Brent's latest software project contained a story for adding a word-cloud to a PDF report that was already being generated on a production server using Java. Instead of being handled by Brent's in-house team, the requirement was assigned—against Brent's wishes—to overseas developers whom the company had recently contracted to "add more horsepower" to things.

Being fairly technical, the product manager found an example word-cloud library, linked to it in the ticket, and commented, "The output should look something like this."

A month passed. Then, Brent reported into work one morning to find a new ticket in JIRA listed as blocking the word-cloud ticket. Its title was Having trouble launching Internet Explorer from Selenium on Linux servers (works fine locally on my Windows development machine).

Brent's confusion left him paralyzed for a few moments. Then he realized, this was probably just a testing ticket that'd somehow gotten linked to the story by accident. To make sure, he called up Bobby, his counterpart from the contracting firm, who'd been the one to file the ticket.

"It's not a mistake," Bobby explained. "The story really is blocked."

.....

Written request A: Sum up the story about Brent's word-cloud project in two sentences.
Written request B: Rewrite the records from the line containing "Question. Place a dot on every instance of the front" through their last line, inclusive, switching "Place a dot" to "Put a mark" and changing nothing else.

.....

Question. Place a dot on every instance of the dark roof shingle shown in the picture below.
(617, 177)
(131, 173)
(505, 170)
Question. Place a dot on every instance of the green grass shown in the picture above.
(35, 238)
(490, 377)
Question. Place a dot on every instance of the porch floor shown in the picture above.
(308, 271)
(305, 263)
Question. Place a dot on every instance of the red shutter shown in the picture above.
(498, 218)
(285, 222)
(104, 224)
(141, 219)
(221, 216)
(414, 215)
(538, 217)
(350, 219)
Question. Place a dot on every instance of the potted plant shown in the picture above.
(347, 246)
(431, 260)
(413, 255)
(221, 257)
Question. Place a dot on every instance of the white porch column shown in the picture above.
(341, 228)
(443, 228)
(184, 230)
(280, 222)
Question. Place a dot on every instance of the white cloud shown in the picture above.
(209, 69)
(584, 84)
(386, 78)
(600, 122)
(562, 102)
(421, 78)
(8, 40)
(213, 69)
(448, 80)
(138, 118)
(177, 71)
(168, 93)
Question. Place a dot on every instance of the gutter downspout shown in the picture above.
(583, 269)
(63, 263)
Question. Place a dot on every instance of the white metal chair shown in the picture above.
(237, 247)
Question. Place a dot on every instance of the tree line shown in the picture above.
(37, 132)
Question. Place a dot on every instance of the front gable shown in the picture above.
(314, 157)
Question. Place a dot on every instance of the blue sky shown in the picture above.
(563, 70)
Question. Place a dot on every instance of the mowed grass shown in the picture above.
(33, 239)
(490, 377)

.....

Problem solution A: Brent's software project included a story to add a word-cloud to a Java-generated PDF report, and the work was assigned against his wishes to overseas contracted developers. A month later, a ticket about launching Internet Explorer from Selenium on Linux servers showed up as blocking the word-cloud ticket, and Bobby, who had filed it, told Brent the story really was blocked.

Problem solution B:
Question. Put a mark on every instance of the front gable shown in the picture above.
(314, 157)
Question. Put a mark on every instance of the blue sky shown in the picture above.
(563, 70)
Question. Put a mark on every instance of the mowed grass shown in the picture above.
(33, 239)
(490, 377)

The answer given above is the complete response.